── Provided records
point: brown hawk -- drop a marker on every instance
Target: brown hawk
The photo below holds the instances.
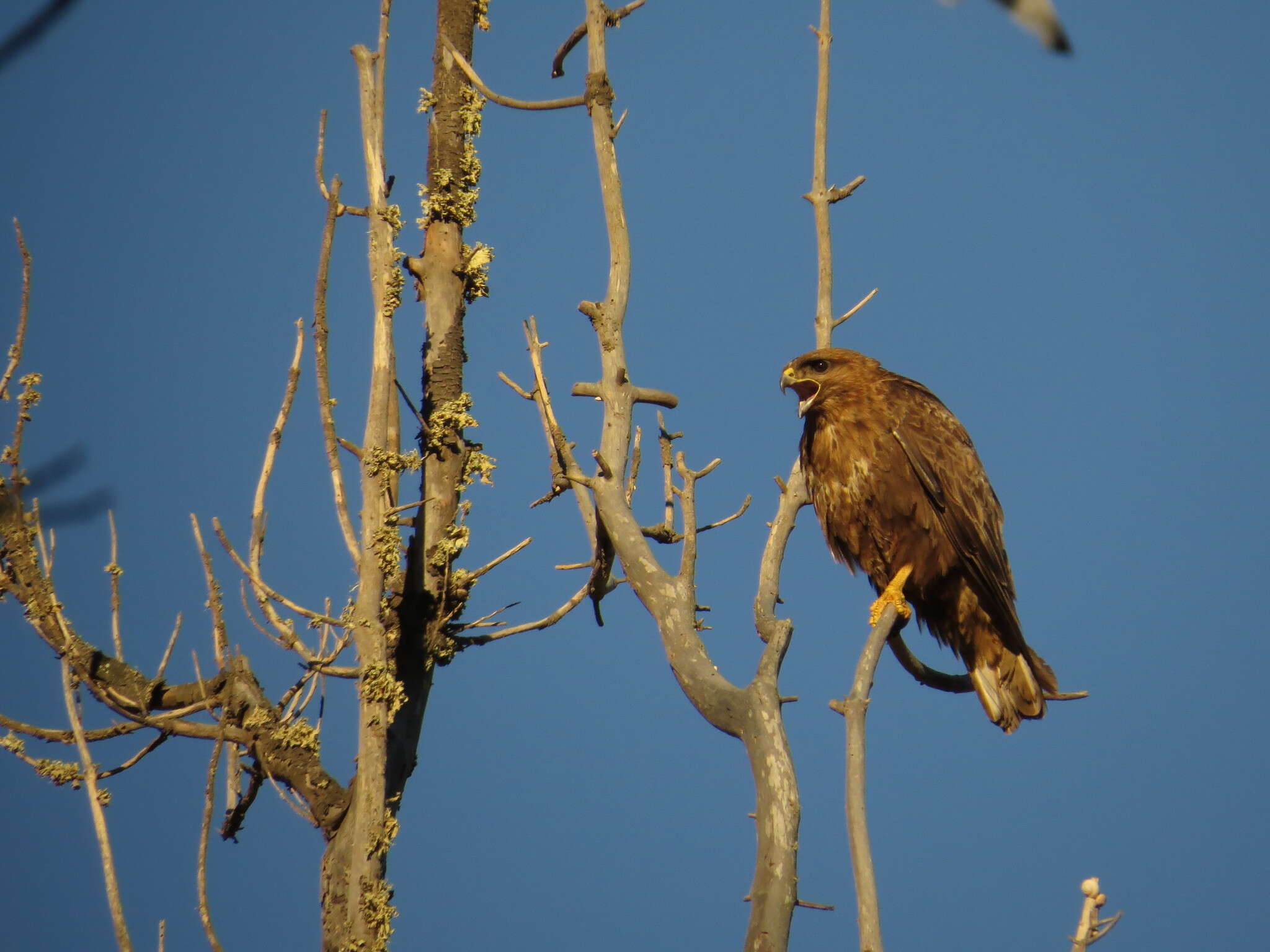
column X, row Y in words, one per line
column 897, row 484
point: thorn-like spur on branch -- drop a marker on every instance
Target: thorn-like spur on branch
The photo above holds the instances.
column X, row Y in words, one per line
column 618, row 126
column 499, row 560
column 804, row 904
column 838, row 192
column 484, row 621
column 409, row 403
column 853, row 312
column 667, row 535
column 1091, row 928
column 643, row 395
column 575, row 37
column 513, row 385
column 507, row 100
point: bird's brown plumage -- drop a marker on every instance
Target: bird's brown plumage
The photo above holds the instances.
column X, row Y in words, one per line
column 895, row 482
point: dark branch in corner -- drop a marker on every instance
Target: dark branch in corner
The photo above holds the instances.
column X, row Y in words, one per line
column 30, row 32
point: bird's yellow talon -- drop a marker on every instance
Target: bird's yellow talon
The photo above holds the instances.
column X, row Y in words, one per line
column 893, row 596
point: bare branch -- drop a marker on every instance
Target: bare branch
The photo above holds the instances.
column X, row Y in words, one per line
column 642, row 395
column 507, row 100
column 513, row 385
column 540, row 624
column 220, row 638
column 499, row 560
column 321, row 161
column 281, row 599
column 255, row 545
column 94, row 804
column 23, row 314
column 819, row 195
column 136, row 758
column 65, row 736
column 115, row 573
column 205, row 913
column 580, row 31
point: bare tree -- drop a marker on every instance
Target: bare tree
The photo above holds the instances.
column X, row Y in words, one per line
column 406, row 616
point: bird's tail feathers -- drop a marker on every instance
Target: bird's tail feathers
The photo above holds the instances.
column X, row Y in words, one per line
column 1010, row 685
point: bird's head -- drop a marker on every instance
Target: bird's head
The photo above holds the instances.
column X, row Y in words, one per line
column 809, row 375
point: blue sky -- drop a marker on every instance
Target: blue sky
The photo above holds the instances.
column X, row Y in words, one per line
column 1071, row 253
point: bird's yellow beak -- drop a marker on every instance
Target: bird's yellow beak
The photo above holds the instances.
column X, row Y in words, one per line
column 804, row 387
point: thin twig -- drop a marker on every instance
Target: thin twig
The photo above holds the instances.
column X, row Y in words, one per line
column 172, row 644
column 322, row 364
column 855, row 708
column 255, row 545
column 281, row 599
column 507, row 100
column 1090, row 928
column 951, row 683
column 321, row 161
column 115, row 571
column 819, row 188
column 23, row 312
column 205, row 913
column 220, row 639
column 94, row 803
column 55, row 735
column 579, row 32
column 499, row 560
column 136, row 758
column 541, row 622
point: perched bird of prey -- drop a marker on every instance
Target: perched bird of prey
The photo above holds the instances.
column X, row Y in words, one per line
column 1039, row 17
column 897, row 485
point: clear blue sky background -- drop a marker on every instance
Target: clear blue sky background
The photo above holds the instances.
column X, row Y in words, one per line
column 1071, row 252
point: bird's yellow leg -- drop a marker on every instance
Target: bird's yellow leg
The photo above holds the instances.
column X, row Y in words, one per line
column 893, row 596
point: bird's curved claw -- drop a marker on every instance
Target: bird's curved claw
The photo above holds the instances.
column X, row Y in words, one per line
column 893, row 596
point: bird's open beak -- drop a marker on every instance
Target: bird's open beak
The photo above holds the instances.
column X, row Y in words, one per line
column 804, row 387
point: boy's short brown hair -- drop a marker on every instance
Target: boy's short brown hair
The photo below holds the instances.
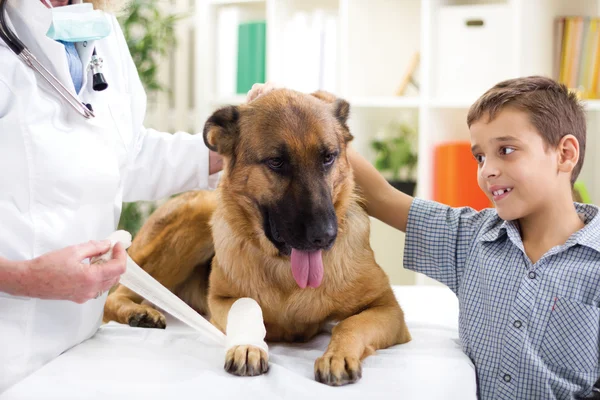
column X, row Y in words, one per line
column 553, row 110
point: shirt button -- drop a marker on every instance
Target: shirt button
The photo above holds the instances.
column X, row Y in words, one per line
column 517, row 324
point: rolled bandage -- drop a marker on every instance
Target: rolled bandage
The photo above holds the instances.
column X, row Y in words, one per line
column 245, row 325
column 119, row 236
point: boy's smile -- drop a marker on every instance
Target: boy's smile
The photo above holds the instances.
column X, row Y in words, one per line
column 517, row 170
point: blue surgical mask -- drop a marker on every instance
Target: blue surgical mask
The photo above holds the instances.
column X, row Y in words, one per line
column 78, row 23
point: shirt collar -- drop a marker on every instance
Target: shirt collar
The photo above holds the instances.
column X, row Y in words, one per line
column 588, row 236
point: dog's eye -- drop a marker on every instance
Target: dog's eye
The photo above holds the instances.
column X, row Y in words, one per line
column 275, row 163
column 329, row 159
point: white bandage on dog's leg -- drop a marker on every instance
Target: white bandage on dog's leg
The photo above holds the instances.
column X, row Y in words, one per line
column 245, row 325
column 123, row 237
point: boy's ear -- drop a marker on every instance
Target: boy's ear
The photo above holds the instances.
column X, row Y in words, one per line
────
Assigned task: A verbatim copy of the entries, stripped of pictures, should be produced.

Result of this exercise:
point: brown hawk -- drop a marker on every instance
Target: brown hawk
The photo below holds the instances.
column X, row Y in words, one per line
column 897, row 484
point: thorn-like spur on branch -- drop a marker on every instance
Target: thorn-like spur on branch
The photo above holds the instances.
column X, row Y in words, one per line
column 618, row 126
column 499, row 560
column 804, row 904
column 838, row 192
column 484, row 621
column 409, row 403
column 853, row 312
column 667, row 535
column 1091, row 928
column 643, row 395
column 575, row 37
column 513, row 385
column 507, row 100
point: bird's brown plumage -- drop a marker on every instance
Target: bird's brown plumage
The photo above holds the instances.
column X, row Y in words, one per line
column 895, row 482
point: dark branch in corner -- drop a marker on every instance
Target: dark branch in corner
The photo above holds the instances.
column X, row Y in words, one per line
column 30, row 32
point: bird's yellow talon -- drop a marker on every instance
Target: bird's yellow talon
The photo above holds the instances.
column X, row Y in words, one per line
column 893, row 596
point: bare branch -- drop a marker on every instance
Target: bare branch
The photo above holds the instances.
column X, row Y in words, one per line
column 642, row 395
column 507, row 100
column 513, row 385
column 540, row 624
column 220, row 638
column 499, row 560
column 321, row 161
column 281, row 599
column 255, row 545
column 94, row 804
column 23, row 314
column 819, row 195
column 136, row 758
column 65, row 736
column 115, row 573
column 205, row 913
column 580, row 31
point: bare tree -- drop a marker on every instance
Target: bare tree
The photo above holds the instances.
column X, row Y in words, one per line
column 406, row 616
point: bird's tail feathers -- drop a marker on every instance
Target: bird's tail feathers
The photo above holds the instances.
column X, row Y in words, one per line
column 1010, row 685
point: bird's head -- drop a marker on every instance
Target: bird's head
The photo above holds the instances.
column X, row Y in words, one per line
column 809, row 375
point: blue sky -- drop a marker on every instance
Target: blue sky
The photo above holds the instances.
column X, row Y in words, one per line
column 1071, row 253
point: bird's yellow beak -- drop a marker on every instance
Target: bird's yellow beak
The photo above holds the instances.
column X, row Y in words, one per line
column 804, row 387
point: thin twig -- drop a marker on every instance
Target: thin twig
The photo above holds the instances.
column X, row Y in words, one per line
column 172, row 644
column 322, row 364
column 855, row 708
column 255, row 545
column 281, row 599
column 507, row 100
column 1090, row 928
column 951, row 683
column 321, row 161
column 115, row 571
column 819, row 188
column 23, row 312
column 205, row 913
column 220, row 639
column 94, row 803
column 55, row 735
column 579, row 32
column 499, row 560
column 136, row 758
column 541, row 622
point: perched bird of prey -- drop a marker on every instance
Target: perched bird of prey
The photo above holds the instances.
column X, row Y in words, one per line
column 1039, row 17
column 897, row 485
point: clear blue sky background -- drop a marker on every instance
Target: clear blue sky background
The photo above holds the instances.
column X, row Y in words, one per line
column 1071, row 252
point: bird's yellow leg -- drop a marker on every instance
Target: bird's yellow leg
The photo above holds the instances.
column X, row Y in words, one per line
column 893, row 596
point: bird's curved claw -- drop a marker on every instance
Target: bird's curved claw
The photo above holds the instances.
column X, row Y in words, one per line
column 893, row 596
point: bird's open beak -- drop a marker on every instance
Target: bird's open beak
The photo above holds the instances.
column X, row Y in words, one per line
column 804, row 387
point: boy's short brown hair -- drop a marker on every instance
Target: boy's short brown hair
The photo below holds the instances.
column X, row Y in words, one per line
column 553, row 110
point: shirt button -- drop a marker on every instance
Target: shirt button
The photo above holds the instances.
column X, row Y in words, one per line
column 517, row 324
point: rolled bandage -- drop a marker on every instance
Target: rolled bandage
The photo above holds the instances.
column X, row Y in words, one per line
column 245, row 325
column 119, row 236
point: boy's smile -- drop a marker on every instance
Target: boy's smile
The photo above holds the instances.
column X, row Y in words, one per line
column 517, row 170
point: blue surgical mask -- drop a marker on every instance
Target: blue surgical mask
The photo above holds the instances.
column X, row Y in words, one per line
column 78, row 23
point: shirt collar -- drop a marker on every instance
Target: shirt collar
The photo above holds the instances.
column X, row Y in words, one per line
column 588, row 236
point: dog's eye -- drop a marker on every instance
Target: dog's eye
The photo above holds the instances.
column X, row Y in words, one per line
column 275, row 163
column 329, row 159
point: white bandage on dog's leg -- drop a marker on every instance
Target: white bandage on dog's leg
The photo above holds the instances.
column X, row Y in words, one per line
column 245, row 325
column 123, row 237
point: boy's ear -- drop a marker on every instance
Target: boy's ear
The photo above holds the instances.
column X, row Y in words, one per line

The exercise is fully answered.